● SET PROBLEM:
Starting with the line that contains "on flag in the photo above.", reproduce each line through the end of the listing below, with no other output.

● TASK INPUT:
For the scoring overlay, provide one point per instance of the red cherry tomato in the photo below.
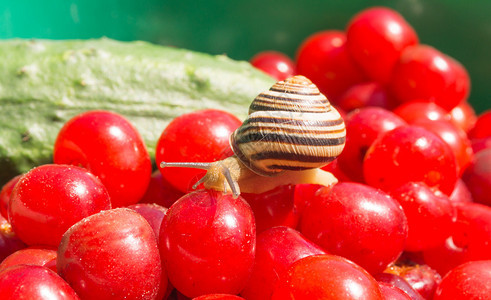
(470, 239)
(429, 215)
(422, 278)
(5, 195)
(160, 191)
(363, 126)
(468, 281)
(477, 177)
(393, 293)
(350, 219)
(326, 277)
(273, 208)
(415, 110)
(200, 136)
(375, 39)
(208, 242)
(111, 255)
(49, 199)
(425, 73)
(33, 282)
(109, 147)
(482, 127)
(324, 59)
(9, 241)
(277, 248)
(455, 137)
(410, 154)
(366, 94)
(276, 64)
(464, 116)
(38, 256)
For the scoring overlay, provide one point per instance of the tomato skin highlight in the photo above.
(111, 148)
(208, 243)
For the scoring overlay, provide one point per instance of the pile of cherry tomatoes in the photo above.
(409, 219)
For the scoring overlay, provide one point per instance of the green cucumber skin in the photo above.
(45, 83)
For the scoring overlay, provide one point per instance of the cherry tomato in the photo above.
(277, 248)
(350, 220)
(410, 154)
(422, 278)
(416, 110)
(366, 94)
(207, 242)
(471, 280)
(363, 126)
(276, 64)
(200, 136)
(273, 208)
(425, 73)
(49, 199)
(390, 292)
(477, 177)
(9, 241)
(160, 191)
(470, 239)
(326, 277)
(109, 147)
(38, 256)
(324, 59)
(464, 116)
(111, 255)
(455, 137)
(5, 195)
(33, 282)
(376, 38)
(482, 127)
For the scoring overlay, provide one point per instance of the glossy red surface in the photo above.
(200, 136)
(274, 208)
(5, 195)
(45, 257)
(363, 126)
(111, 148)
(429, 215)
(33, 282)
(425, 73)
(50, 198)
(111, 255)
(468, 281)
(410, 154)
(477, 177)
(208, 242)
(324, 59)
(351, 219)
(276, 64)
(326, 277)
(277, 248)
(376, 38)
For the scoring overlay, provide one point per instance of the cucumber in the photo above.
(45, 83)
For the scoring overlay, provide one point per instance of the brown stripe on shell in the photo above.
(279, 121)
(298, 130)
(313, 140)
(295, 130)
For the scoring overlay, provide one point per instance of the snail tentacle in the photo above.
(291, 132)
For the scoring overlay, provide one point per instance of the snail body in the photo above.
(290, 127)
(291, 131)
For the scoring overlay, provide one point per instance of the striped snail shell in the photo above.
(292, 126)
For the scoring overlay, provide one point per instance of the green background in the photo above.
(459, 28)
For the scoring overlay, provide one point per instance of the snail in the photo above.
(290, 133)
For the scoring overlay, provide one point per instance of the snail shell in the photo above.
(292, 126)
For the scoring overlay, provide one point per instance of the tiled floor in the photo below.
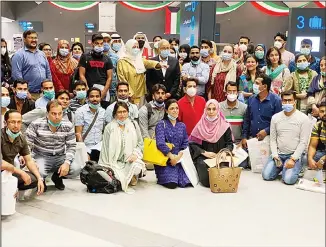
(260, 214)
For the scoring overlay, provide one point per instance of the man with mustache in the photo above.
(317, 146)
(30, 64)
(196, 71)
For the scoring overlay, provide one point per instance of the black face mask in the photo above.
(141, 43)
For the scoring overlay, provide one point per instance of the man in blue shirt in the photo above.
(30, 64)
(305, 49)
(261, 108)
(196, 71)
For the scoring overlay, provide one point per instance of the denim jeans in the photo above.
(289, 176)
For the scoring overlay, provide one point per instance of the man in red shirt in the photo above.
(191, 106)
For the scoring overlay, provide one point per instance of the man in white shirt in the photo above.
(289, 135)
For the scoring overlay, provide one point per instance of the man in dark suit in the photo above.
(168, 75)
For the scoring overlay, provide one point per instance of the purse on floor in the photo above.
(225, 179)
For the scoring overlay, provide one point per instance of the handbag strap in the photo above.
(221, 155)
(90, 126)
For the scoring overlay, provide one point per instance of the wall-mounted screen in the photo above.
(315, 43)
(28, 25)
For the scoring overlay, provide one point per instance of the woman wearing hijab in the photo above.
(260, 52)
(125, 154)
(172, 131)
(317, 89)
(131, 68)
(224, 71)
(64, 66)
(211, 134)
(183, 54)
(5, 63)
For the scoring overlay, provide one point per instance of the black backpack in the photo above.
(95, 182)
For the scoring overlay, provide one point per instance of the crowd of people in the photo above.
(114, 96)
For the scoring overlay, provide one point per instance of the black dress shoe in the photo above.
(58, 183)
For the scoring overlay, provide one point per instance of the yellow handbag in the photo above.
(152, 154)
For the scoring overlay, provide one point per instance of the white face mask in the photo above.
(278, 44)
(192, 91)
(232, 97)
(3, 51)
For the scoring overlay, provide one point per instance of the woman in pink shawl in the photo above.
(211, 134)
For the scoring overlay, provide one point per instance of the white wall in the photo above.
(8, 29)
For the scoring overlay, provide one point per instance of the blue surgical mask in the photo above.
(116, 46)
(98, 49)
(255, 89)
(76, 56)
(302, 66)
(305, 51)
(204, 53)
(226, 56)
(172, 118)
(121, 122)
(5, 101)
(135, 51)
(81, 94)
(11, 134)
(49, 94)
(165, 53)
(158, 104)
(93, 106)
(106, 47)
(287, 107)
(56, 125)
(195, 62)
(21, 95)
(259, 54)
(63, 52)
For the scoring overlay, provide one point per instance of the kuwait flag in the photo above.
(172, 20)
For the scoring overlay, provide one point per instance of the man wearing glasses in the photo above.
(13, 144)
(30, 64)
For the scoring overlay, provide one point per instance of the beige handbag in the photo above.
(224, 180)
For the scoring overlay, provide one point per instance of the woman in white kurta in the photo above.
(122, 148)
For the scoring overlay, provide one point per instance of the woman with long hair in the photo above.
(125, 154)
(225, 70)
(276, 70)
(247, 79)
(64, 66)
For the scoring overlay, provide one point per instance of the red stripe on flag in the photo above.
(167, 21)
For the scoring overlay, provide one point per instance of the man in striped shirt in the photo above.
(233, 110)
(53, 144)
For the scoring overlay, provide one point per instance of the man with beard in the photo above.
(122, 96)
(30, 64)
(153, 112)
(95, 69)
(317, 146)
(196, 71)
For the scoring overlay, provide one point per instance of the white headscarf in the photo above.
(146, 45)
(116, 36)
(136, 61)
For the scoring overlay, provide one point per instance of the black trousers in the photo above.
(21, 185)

● REPLY:
For the scoring overlay, provide one point per instance of the red stripe on flag in the photo above.
(167, 21)
For the scoring overlay, provide one point per instance of the man in striped shirt in the photo above.
(233, 110)
(53, 144)
For the scoring overlay, provide one point per instance of the man with beard in the photo above.
(122, 96)
(30, 64)
(153, 112)
(95, 69)
(317, 146)
(196, 71)
For the scoring overlay, provide one point per instance of the white headscarf in the photo above.
(146, 45)
(116, 36)
(136, 61)
For the scoring overlay, provide one point per instance of the black trousers in the photo above.
(21, 185)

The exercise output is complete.